Work required
Please write out the items below as a JSON list of strings, with one string for each line and any blank lines omitted.

Collected data entries
↓
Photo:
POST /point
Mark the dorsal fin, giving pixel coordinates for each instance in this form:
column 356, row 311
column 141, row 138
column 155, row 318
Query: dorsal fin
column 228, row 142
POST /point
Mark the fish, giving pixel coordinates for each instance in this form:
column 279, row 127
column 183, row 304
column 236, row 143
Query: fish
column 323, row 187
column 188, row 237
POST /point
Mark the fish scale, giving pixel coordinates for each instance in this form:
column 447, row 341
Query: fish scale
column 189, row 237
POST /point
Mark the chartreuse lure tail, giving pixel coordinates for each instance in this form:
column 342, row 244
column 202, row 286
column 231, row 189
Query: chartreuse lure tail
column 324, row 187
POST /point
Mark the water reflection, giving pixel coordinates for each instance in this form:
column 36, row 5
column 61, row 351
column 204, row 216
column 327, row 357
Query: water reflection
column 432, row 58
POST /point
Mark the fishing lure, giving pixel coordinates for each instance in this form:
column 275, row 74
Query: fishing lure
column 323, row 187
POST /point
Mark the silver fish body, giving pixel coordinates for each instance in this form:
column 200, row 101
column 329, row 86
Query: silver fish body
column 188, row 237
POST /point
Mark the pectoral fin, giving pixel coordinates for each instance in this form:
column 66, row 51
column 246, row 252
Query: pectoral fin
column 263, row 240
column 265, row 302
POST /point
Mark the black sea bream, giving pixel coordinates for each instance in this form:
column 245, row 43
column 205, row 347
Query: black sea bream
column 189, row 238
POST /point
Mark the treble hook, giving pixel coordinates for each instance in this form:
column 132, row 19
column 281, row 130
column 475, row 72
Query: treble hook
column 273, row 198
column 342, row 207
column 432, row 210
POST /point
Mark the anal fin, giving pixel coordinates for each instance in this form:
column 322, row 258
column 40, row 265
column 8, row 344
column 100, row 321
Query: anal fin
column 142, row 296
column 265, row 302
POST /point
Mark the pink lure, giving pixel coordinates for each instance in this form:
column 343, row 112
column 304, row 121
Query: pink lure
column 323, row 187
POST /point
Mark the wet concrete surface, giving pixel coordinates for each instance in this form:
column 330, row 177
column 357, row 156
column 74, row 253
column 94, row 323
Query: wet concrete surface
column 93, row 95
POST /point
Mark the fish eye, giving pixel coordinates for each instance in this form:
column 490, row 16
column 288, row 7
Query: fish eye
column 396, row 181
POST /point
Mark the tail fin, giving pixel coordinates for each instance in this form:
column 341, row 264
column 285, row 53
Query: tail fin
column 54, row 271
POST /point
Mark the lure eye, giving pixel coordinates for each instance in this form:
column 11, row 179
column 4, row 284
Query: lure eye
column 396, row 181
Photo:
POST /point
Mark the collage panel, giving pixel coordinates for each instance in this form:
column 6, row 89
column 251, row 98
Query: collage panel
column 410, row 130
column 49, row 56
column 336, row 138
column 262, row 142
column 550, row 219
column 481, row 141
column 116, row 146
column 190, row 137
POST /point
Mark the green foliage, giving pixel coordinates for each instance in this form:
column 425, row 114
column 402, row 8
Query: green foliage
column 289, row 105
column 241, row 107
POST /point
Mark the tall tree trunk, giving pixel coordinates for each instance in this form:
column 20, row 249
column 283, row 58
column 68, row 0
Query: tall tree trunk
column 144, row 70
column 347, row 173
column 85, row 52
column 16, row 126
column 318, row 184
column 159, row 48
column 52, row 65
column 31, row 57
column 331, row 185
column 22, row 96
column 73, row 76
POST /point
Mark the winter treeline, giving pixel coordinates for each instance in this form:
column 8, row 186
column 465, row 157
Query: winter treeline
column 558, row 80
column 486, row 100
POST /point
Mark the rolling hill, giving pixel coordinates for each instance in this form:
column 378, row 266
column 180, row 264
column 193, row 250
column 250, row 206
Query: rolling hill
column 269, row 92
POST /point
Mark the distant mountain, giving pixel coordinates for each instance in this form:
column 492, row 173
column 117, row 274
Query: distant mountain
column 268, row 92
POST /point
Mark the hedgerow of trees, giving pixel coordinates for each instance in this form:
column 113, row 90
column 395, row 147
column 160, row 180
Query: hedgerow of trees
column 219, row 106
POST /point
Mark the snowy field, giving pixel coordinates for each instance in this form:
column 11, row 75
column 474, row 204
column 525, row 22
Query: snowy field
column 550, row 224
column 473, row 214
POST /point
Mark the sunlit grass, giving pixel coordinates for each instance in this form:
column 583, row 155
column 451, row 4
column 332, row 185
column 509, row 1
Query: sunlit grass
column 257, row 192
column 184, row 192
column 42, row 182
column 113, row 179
↑
Task answer
[
  "Photo:",
  "POST /point",
  "Mark the dorsal fin, giving pixel coordinates for each instance in this form:",
  "column 356, row 311",
  "column 141, row 138",
  "column 155, row 318",
  "Query: dorsal fin",
  "column 228, row 142",
  "POST /point",
  "Mark the fish, giving pixel coordinates for each instance in this form:",
  "column 279, row 127",
  "column 183, row 304",
  "column 236, row 143",
  "Query: fish",
  "column 323, row 187",
  "column 188, row 237",
  "POST /point",
  "Mark the fish scale, giving pixel coordinates for each instance in this form:",
  "column 447, row 341",
  "Query: fish scale",
  "column 189, row 237",
  "POST /point",
  "Mark the chartreuse lure tail, giving pixel coordinates for each instance in this form:",
  "column 342, row 244",
  "column 202, row 286",
  "column 231, row 189",
  "Query: chartreuse lure tail",
  "column 324, row 187",
  "POST /point",
  "Mark the water reflection, giving pixel coordinates for each instance in this form:",
  "column 36, row 5",
  "column 61, row 351",
  "column 204, row 216",
  "column 327, row 357",
  "Query: water reflection",
  "column 432, row 58",
  "POST /point",
  "Mark the fishing lure, giving pixel coordinates for each instance in this form:",
  "column 275, row 74",
  "Query: fishing lure",
  "column 323, row 187",
  "POST /point",
  "Mark the silver fish body, giving pixel coordinates for each instance in this form:",
  "column 200, row 101",
  "column 329, row 86",
  "Query: silver fish body",
  "column 188, row 237",
  "POST /point",
  "Mark the pectoral fin, giving pixel coordinates for each instance in this form:",
  "column 66, row 51",
  "column 246, row 252",
  "Query: pectoral fin",
  "column 263, row 240",
  "column 265, row 302",
  "POST /point",
  "Mark the black sea bream, giving pixel coordinates for each instance in this form:",
  "column 245, row 43",
  "column 205, row 347",
  "Query: black sea bream",
  "column 189, row 238",
  "POST /point",
  "Mark the treble hook, giving pixel coordinates for each instance in this form:",
  "column 132, row 19",
  "column 281, row 130",
  "column 475, row 72",
  "Query: treble hook",
  "column 273, row 198",
  "column 342, row 207",
  "column 432, row 210",
  "POST /point",
  "Mark the anal fin, giving pixel coordinates for each instance in this form:",
  "column 322, row 258",
  "column 40, row 265",
  "column 8, row 344",
  "column 100, row 321",
  "Query: anal fin",
  "column 142, row 296",
  "column 265, row 302",
  "POST /point",
  "Mark the pink lure, giving pixel coordinates for each instance in this form:",
  "column 343, row 112",
  "column 304, row 121",
  "Query: pink lure",
  "column 323, row 187",
  "POST /point",
  "Mark the wet concrete surface, giving pixel coordinates for each instance in this form:",
  "column 330, row 177",
  "column 357, row 156",
  "column 74, row 253",
  "column 94, row 323",
  "Query: wet concrete surface",
  "column 93, row 95",
  "POST /point",
  "Mark the fish eye, giving pixel coordinates for each instance in this form:",
  "column 490, row 16",
  "column 288, row 7",
  "Query: fish eye",
  "column 396, row 181",
  "POST /point",
  "Mark the tail fin, giving pixel coordinates for each instance in this form:",
  "column 341, row 264",
  "column 285, row 53",
  "Query: tail fin",
  "column 54, row 271",
  "POST /point",
  "Mark the lure eye, giving pixel coordinates for each instance in this form:",
  "column 11, row 179",
  "column 4, row 284",
  "Query: lure eye",
  "column 396, row 181",
  "Photo:",
  "POST /point",
  "Mark the collage panel, giving pixel coordinates for each instance in this form:",
  "column 6, row 89",
  "column 251, row 98",
  "Query: collage panel",
  "column 410, row 130",
  "column 49, row 56",
  "column 336, row 138",
  "column 262, row 142",
  "column 550, row 219",
  "column 481, row 141",
  "column 116, row 146",
  "column 190, row 137",
  "POST /point",
  "Mark the green foliage, giving pixel coordinates for each instance in this form:",
  "column 425, row 114",
  "column 402, row 8",
  "Query: green foliage",
  "column 289, row 105",
  "column 241, row 107",
  "POST /point",
  "Mark the tall tree trunk, giving pixel coordinates for each instance in this form:",
  "column 20, row 249",
  "column 283, row 58",
  "column 68, row 0",
  "Query: tall tree trunk",
  "column 144, row 70",
  "column 347, row 173",
  "column 85, row 52",
  "column 16, row 126",
  "column 318, row 184",
  "column 159, row 48",
  "column 52, row 65",
  "column 31, row 57",
  "column 331, row 185",
  "column 22, row 96",
  "column 73, row 76",
  "POST /point",
  "Mark the winter treeline, giving pixel coordinates for each instance in this form:",
  "column 8, row 186",
  "column 465, row 157",
  "Query: winter treeline",
  "column 558, row 80",
  "column 486, row 100",
  "POST /point",
  "Mark the rolling hill, giving pixel coordinates for each instance in this form:",
  "column 378, row 266",
  "column 180, row 264",
  "column 193, row 250",
  "column 250, row 206",
  "Query: rolling hill",
  "column 269, row 92",
  "POST /point",
  "Mark the distant mountain, giving pixel coordinates for each instance in this form:",
  "column 492, row 173",
  "column 117, row 274",
  "Query: distant mountain",
  "column 268, row 92",
  "POST /point",
  "Mark the hedgerow of trees, giving pixel coordinates for each instance in this form:",
  "column 113, row 90",
  "column 395, row 147",
  "column 160, row 180",
  "Query: hedgerow of trees",
  "column 219, row 106",
  "POST /point",
  "Mark the snowy field, giving pixel coordinates for each instance in this form:",
  "column 11, row 75",
  "column 474, row 204",
  "column 525, row 22",
  "Query: snowy field",
  "column 550, row 224",
  "column 473, row 214",
  "POST /point",
  "Mark the sunlit grass, giving pixel coordinates for each instance in this form:",
  "column 583, row 155",
  "column 451, row 4",
  "column 332, row 185",
  "column 509, row 1",
  "Query: sunlit grass",
  "column 257, row 192",
  "column 184, row 192",
  "column 42, row 182",
  "column 113, row 179"
]